• **DATASET EXCERPTS**:
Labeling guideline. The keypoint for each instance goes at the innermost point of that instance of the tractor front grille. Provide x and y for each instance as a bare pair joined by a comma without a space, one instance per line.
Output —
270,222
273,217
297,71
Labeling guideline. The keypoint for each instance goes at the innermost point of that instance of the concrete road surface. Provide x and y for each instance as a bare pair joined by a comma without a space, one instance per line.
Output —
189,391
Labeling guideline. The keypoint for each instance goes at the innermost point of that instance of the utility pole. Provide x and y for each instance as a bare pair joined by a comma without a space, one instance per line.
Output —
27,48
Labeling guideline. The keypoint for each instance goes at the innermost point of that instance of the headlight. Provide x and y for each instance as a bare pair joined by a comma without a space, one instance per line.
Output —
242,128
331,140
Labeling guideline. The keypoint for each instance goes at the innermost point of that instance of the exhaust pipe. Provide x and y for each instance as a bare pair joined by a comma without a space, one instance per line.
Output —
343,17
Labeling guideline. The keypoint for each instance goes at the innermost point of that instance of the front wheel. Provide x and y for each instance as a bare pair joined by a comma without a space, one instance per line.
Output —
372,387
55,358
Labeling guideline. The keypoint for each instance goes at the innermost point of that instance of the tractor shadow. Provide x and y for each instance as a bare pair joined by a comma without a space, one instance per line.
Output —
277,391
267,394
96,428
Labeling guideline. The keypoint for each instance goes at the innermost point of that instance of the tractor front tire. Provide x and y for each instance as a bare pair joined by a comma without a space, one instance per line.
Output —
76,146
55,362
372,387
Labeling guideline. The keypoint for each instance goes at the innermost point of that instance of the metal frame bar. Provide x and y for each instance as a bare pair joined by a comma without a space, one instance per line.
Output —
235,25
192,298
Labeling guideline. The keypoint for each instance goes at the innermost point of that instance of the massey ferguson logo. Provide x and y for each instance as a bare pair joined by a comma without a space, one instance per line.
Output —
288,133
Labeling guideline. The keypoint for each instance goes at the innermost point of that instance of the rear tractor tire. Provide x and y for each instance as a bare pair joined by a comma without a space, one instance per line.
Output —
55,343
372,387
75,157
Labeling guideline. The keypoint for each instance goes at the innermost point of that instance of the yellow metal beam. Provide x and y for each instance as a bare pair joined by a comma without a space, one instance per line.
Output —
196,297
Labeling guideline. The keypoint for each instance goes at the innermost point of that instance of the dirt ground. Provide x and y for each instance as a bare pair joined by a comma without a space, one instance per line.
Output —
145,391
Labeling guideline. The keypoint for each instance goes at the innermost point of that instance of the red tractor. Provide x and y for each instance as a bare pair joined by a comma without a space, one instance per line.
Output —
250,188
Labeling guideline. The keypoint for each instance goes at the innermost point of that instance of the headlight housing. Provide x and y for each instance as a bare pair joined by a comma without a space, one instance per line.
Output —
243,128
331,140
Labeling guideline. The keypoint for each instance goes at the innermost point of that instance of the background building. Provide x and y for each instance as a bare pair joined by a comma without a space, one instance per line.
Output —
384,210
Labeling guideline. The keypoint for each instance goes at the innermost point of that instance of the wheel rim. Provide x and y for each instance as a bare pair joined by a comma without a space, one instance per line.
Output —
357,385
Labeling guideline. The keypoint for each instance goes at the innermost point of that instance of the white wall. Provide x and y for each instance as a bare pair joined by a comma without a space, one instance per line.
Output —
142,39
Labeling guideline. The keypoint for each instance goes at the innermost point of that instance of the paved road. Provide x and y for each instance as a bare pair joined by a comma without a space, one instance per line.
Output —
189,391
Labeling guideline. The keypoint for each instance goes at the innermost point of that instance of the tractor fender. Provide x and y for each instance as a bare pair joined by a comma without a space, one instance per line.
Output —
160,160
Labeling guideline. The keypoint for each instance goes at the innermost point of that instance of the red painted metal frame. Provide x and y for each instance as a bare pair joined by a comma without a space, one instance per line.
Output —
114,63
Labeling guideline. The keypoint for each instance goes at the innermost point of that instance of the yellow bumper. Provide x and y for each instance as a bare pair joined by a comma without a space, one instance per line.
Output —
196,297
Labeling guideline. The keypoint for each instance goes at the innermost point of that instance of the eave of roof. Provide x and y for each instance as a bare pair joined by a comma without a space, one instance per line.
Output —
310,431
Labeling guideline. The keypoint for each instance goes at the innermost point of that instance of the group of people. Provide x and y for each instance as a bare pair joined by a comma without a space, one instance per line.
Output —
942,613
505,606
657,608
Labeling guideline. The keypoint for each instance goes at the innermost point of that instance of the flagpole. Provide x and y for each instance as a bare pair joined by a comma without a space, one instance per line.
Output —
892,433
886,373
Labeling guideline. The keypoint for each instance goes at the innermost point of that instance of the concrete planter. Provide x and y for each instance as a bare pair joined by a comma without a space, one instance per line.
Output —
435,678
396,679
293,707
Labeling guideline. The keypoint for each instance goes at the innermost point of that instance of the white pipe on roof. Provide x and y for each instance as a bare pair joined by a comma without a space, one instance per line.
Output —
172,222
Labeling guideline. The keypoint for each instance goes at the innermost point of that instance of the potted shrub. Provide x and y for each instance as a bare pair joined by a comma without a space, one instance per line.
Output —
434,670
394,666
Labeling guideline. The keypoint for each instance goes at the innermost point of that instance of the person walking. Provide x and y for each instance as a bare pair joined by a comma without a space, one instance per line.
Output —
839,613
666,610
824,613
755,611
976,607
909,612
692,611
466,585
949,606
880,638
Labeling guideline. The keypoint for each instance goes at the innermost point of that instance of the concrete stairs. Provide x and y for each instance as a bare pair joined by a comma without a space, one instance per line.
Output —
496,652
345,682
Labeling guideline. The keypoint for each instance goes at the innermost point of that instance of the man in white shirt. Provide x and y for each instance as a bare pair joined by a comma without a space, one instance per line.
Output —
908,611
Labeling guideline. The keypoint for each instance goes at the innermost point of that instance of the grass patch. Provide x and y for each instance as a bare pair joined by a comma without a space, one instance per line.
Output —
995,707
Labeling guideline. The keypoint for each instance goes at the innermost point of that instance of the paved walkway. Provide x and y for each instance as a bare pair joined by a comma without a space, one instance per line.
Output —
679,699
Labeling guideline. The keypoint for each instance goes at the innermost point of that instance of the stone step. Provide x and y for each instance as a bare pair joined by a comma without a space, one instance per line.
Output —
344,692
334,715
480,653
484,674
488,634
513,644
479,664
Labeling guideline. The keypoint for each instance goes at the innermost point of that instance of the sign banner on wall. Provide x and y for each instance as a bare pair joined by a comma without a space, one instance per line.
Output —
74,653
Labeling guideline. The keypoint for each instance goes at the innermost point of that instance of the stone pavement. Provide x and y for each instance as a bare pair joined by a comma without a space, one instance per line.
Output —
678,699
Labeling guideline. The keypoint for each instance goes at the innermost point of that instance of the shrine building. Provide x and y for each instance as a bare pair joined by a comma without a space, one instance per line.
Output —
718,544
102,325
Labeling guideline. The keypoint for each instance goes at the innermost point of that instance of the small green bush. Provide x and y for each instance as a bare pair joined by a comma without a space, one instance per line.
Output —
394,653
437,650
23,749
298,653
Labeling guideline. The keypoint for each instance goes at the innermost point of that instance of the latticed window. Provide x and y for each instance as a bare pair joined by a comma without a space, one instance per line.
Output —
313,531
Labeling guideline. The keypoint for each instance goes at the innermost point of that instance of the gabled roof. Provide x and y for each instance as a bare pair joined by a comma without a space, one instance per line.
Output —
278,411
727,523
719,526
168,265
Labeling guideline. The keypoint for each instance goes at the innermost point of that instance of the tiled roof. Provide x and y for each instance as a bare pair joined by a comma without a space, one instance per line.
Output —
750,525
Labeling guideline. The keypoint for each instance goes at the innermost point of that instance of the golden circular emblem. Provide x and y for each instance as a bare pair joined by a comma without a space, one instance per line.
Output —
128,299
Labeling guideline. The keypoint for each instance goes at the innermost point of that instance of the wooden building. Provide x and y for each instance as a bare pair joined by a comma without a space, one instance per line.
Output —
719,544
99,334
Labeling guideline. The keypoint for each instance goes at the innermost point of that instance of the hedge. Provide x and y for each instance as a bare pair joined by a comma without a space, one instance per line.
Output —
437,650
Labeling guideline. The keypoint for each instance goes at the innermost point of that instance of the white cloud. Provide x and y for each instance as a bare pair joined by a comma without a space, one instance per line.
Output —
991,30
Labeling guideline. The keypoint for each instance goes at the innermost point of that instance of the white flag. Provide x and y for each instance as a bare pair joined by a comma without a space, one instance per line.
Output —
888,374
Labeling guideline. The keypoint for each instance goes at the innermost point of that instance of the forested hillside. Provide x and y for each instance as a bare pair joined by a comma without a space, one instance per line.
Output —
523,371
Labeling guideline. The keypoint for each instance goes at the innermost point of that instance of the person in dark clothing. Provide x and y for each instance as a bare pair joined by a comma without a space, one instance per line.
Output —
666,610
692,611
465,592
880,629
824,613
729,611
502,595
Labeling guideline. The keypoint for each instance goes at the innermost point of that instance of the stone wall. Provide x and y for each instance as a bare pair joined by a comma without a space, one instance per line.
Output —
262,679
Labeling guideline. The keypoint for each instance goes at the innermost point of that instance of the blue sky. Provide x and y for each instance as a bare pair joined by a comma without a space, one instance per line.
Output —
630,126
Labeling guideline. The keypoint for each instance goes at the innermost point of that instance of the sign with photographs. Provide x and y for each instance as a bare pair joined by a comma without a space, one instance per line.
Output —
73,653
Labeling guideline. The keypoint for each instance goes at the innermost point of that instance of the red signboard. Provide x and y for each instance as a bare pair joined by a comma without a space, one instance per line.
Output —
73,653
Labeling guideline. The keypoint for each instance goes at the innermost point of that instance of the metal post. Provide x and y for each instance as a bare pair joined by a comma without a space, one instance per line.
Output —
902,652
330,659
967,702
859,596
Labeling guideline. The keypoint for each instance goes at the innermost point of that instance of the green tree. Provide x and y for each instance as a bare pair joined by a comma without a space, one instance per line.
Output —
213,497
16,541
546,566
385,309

• **WORK INSTRUCTIONS**: Extract, verbatim, the lines from the one containing "the red signboard." through the last line of the listing above.

• **REPLY TO THE EXERCISE**:
Labeling guideline. The keypoint for each instance goes at the innermost point of that instance of the red signboard. Provide x and y for each instance as a bare pair joined by a comma without a space, one instance per line.
Output —
73,653
Labeling guideline. The keypoint for each instance goes at the innermost point of that instance of the metal post. Provide x and y for each instance as a bare pair joined by a comma without a space, one instance per line.
Output —
902,652
330,659
967,702
859,596
Labeling guideline. The keypoint for each instance goes at the innermost point of that instance of the green tree. Provide x and y for each instance as a bare pair joined by a comma without a space, one instance per line.
Output —
213,497
16,541
546,566
385,309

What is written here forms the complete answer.